[Opening Source information section]

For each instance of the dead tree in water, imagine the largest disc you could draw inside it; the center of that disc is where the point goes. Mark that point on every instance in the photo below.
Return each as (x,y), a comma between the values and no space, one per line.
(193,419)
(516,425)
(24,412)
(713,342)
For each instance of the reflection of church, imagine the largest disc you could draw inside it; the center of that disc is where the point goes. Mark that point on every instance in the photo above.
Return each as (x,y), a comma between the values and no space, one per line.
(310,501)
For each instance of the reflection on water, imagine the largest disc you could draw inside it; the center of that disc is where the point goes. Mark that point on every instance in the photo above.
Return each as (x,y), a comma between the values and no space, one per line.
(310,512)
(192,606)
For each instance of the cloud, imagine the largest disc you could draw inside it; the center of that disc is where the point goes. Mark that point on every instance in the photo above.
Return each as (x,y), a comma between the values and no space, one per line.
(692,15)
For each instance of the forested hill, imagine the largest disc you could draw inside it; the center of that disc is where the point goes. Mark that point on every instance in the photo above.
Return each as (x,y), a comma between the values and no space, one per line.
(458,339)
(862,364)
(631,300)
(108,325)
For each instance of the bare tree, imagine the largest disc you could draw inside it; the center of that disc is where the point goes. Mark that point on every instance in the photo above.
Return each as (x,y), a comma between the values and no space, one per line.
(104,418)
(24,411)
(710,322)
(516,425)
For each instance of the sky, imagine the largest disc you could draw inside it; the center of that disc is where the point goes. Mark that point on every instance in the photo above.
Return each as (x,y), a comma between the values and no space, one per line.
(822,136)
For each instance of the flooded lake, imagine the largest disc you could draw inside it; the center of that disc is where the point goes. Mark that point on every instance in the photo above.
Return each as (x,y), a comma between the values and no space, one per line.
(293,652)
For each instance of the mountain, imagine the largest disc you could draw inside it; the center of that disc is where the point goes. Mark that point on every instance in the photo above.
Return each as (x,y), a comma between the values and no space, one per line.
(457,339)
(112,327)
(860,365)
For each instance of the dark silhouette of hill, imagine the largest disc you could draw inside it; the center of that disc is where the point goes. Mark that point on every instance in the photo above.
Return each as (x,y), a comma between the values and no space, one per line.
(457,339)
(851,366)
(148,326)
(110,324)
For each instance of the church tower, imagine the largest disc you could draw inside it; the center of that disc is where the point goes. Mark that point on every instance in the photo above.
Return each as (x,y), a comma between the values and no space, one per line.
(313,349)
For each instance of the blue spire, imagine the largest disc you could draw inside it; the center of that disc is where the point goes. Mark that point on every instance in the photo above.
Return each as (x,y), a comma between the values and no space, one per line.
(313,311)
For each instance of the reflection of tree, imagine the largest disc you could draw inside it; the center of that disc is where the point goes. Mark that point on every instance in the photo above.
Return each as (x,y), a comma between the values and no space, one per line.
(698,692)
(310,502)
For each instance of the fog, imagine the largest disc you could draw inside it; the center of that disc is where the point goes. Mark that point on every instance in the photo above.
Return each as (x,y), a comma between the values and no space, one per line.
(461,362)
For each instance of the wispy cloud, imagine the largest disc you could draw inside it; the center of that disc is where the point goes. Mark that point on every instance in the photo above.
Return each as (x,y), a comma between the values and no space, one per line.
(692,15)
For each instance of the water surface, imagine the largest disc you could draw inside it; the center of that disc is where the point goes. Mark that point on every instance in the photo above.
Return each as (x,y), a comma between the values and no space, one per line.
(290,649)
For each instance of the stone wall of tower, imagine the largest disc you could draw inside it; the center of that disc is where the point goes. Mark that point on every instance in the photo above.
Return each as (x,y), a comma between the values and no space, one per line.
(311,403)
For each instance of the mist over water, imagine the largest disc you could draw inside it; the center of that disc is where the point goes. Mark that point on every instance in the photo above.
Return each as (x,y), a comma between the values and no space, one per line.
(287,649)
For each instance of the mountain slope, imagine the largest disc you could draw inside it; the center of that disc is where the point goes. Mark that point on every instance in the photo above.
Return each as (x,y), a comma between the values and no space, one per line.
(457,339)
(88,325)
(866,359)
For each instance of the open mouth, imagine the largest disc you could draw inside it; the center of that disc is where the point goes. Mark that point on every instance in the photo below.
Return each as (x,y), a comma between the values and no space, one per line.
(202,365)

[Closing Source information section]
[Opening Source information section]

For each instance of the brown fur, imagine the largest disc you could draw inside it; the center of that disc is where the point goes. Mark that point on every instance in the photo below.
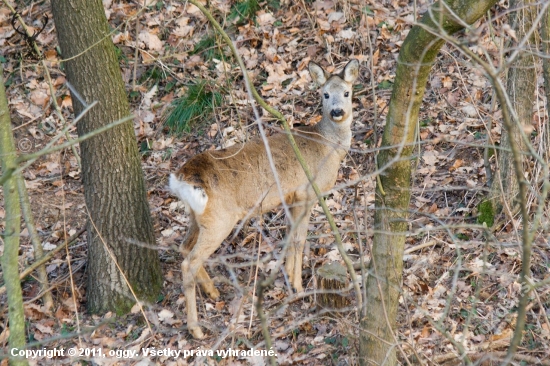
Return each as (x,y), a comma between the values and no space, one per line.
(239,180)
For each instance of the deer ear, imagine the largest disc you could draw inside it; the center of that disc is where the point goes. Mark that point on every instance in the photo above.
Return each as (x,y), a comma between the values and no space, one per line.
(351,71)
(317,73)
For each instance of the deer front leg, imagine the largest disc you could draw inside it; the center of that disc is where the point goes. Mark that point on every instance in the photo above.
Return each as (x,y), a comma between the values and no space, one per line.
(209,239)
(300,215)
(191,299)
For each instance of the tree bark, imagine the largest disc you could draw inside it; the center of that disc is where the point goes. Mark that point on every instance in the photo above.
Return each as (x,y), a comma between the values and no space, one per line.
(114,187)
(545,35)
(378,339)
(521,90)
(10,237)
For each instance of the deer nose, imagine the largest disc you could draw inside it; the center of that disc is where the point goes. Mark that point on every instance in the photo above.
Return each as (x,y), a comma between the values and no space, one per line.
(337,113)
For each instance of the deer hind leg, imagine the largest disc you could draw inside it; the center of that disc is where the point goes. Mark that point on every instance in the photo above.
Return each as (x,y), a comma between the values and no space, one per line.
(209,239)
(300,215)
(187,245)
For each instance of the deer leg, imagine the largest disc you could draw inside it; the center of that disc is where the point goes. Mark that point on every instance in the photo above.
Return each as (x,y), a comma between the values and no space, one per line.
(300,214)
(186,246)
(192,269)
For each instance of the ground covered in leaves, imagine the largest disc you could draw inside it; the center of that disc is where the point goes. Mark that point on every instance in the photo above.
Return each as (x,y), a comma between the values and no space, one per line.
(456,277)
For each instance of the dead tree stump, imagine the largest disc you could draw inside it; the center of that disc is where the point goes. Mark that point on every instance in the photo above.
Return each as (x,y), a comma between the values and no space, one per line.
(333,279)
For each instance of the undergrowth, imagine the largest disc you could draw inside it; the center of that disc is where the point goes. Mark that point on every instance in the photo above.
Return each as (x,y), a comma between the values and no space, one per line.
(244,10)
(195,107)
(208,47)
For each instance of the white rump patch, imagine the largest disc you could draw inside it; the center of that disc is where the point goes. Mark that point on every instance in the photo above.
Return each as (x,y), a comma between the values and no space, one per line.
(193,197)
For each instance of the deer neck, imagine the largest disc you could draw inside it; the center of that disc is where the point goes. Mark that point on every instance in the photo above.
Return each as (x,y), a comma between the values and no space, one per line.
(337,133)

[Closing Source information section]
[Opening Source information section]

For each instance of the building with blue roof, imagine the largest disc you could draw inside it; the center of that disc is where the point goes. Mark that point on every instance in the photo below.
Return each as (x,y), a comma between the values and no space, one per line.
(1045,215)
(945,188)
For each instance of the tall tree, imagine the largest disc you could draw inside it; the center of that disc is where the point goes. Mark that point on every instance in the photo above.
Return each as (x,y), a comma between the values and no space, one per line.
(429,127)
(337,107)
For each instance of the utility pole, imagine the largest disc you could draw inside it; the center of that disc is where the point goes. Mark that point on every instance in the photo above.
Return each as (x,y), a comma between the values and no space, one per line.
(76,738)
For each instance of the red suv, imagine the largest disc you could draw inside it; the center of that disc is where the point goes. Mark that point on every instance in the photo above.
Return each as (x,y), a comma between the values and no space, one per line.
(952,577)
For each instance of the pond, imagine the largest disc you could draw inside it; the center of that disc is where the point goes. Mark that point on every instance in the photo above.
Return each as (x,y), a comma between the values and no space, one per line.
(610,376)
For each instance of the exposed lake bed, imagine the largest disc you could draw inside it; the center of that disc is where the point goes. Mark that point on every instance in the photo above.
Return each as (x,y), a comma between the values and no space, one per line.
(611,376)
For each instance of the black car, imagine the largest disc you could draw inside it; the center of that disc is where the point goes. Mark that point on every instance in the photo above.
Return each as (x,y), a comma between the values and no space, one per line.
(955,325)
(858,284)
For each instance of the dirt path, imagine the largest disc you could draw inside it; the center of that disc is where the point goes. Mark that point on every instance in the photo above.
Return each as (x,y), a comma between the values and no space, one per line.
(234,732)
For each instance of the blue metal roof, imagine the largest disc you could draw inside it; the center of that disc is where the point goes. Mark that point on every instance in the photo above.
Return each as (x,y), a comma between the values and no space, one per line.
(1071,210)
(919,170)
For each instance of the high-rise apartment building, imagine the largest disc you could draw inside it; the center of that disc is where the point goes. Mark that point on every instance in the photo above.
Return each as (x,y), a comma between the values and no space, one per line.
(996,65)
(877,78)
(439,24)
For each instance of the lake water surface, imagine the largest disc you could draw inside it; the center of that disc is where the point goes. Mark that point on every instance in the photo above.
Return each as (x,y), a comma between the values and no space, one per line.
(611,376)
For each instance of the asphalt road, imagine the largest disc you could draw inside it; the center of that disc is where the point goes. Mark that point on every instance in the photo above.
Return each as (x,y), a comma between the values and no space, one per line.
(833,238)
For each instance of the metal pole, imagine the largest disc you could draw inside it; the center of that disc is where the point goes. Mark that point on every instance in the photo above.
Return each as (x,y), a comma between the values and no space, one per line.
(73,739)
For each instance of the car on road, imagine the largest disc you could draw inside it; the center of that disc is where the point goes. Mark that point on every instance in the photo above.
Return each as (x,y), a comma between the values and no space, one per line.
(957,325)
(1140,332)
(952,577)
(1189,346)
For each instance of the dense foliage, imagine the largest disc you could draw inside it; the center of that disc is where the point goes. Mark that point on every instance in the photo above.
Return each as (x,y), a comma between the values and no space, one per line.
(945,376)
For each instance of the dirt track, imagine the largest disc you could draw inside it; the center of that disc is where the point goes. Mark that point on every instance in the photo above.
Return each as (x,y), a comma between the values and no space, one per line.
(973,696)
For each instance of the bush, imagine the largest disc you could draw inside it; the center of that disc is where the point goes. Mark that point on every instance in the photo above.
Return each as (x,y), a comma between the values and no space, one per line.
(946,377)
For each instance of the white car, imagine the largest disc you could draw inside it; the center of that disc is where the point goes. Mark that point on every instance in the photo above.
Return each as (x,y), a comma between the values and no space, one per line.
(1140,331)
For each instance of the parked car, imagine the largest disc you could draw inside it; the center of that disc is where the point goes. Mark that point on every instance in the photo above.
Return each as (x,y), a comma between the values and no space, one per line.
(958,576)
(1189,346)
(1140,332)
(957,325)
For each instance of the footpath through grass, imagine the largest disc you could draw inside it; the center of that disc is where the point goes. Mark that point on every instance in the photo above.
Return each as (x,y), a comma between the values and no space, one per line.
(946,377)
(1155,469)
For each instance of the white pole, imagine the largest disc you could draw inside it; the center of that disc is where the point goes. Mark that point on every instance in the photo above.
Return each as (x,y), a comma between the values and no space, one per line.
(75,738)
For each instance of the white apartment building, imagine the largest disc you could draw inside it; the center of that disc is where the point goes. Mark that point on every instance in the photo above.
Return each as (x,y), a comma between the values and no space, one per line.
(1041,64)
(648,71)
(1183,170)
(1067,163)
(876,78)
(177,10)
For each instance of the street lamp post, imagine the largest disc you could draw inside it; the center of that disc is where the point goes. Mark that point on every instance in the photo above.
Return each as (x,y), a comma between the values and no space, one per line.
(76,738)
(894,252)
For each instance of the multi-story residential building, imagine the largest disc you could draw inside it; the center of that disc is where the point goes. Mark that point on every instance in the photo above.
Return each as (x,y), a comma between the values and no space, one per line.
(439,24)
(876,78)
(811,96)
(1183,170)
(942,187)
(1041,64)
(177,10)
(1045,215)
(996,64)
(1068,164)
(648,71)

[Closing Source information section]

**Task to complete**: A bare number is the expected answer: the tally of lines in the records above holding "hill".

**Exercise solution**: 2